• _Kutipan Halaman_:
##########
Sambut 76 Tahun Kemerdekaan RI, PDIP: Spirit Pancasila Kunci Menuju Indonesia 2045
JAKARTA – Menyongsong Hari Kemerdekaan Republik Indonesia (RI) ke-76, DPP PDI Perjuangan melalui Badan Penelitian Pusat (Balitpus) menggelar webinar nasional dengan mengangkat tema, “Indonesia 2045: Tantangan dan Kesiapan Pencapaian”, yang digelar Sabtu, 14 Agustus 2021.
Webinar yang digelar secara virtual tersebut menghadirkan para narasumber yakni, Menteri PPN/Kepala Bappenas Suharso Monoarfa, Katib Aam Pengurus Besar Nahdatul Ulama KH Yahya Cholil Staquf, Inisiator Gerakan 4.0 Budiman Sudjatmiko, dan keynote speaker Sekjen DPP PDI Perjuangan Hasto Kristiyanto, dan sebagai moderator adalah mantan duta besar Indonesia untuk Mesir Helmy Fauzi.
Hasto Kristiyanto dalam sambutannya saat membuka webinar mengatakan, tantangan Indonesia 2045 mengantarkan kesiapan Indonesia menuju peradaban yang maju dan dibangun dengan pemikiran konstruktif yang harus digerakkan melalui spirit nilai-nilai ideologi Pancasila. “Sikap PDI Perjuangan pada Kongres V PDI Perjuangan menegaskan jalan Trisakti sebagai satu-satunya pilihan untuk mewujudkan kedaulatan di bidang politik, berdikari di bidang ekonomi dan berkepribadian dalam kebudayaan,” ungkapnya.
##########
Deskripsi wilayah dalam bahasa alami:
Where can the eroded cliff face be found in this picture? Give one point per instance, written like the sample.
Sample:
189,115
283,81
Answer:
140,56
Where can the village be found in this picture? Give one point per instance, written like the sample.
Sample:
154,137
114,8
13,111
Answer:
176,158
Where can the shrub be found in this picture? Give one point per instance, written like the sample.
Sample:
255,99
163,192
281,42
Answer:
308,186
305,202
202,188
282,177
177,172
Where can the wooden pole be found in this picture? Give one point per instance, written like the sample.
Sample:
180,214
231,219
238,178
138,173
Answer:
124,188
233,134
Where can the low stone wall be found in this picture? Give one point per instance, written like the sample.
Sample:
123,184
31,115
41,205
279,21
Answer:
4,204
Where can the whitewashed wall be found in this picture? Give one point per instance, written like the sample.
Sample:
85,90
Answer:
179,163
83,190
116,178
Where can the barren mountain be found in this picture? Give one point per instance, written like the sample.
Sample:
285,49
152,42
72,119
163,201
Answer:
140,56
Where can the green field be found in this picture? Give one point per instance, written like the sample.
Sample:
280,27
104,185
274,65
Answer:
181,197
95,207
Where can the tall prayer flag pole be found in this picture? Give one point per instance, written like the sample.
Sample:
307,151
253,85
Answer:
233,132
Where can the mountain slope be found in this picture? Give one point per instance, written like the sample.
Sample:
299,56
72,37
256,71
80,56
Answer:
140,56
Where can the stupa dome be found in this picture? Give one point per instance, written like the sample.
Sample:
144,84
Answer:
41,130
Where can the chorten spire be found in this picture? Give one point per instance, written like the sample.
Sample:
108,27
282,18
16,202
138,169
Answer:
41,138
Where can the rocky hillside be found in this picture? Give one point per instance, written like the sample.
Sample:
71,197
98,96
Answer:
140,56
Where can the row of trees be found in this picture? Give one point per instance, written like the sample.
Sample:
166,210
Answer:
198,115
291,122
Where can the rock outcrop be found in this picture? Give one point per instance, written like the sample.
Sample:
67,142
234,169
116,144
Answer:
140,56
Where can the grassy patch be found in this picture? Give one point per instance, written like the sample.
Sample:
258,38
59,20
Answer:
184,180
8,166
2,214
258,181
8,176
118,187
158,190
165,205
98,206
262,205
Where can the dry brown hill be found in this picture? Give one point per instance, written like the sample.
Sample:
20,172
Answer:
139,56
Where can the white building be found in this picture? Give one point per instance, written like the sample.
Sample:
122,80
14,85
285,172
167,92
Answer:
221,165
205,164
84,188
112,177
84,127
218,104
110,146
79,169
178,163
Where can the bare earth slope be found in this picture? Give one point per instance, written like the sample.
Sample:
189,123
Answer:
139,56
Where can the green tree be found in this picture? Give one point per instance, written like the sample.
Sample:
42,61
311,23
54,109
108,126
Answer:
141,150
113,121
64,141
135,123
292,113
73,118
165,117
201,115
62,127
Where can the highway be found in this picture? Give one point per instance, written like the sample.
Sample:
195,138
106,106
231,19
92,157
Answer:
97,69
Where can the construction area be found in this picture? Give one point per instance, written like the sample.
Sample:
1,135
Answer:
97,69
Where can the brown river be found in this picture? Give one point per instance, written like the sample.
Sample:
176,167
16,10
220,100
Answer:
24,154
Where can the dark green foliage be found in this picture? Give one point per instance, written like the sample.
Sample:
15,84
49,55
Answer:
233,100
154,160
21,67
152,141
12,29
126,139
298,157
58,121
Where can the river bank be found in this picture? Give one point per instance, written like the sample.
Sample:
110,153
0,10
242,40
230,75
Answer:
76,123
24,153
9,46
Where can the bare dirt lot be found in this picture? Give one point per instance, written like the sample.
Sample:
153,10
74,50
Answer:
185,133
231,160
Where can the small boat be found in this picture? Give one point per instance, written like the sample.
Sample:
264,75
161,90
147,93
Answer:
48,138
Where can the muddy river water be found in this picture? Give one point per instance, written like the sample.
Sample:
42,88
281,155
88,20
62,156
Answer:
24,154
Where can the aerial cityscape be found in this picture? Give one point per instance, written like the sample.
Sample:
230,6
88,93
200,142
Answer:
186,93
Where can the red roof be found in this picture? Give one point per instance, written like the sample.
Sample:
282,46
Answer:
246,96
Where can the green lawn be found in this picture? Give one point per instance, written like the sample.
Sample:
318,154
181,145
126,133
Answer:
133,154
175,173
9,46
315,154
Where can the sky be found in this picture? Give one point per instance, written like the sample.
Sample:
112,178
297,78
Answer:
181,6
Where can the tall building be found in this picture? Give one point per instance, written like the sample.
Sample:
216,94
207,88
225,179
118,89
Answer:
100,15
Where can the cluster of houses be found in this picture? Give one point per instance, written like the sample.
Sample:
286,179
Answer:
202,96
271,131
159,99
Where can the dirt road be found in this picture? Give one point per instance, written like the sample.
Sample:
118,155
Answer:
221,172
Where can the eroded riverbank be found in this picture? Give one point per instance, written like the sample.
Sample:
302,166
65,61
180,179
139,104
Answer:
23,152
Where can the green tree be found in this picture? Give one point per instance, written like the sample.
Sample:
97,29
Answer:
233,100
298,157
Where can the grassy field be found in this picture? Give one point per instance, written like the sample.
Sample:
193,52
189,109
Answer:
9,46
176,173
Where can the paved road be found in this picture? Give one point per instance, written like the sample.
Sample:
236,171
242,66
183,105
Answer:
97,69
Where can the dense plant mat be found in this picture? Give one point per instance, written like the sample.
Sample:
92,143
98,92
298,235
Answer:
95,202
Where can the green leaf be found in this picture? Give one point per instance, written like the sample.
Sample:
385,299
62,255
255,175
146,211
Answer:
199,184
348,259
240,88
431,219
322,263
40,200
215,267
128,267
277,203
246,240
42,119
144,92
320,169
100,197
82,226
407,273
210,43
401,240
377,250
##########
• _Soal Dikerjakan_:
Jawab pertanyaan berikut berdasarkan berita tentang webinar PDI Perjuangan:
1. Pada hari dan tanggal berapa webinar itu digelar?
2. Siapa yang menjadi moderator webinar itu?
3. Menurut Hasto Kristiyanto, apa yang ditegaskan Kongres V PDI Perjuangan sebagai satu-satunya pilihan?
Item-item tersebut merupakan bahan yang terpisah dari berita.

• _Jawaban Akhir_:
1. Sabtu, 14 Agustus 2021.
2. Helmy Fauzi, mantan duta besar Indonesia untuk Mesir.
3. Jalan Trisakti.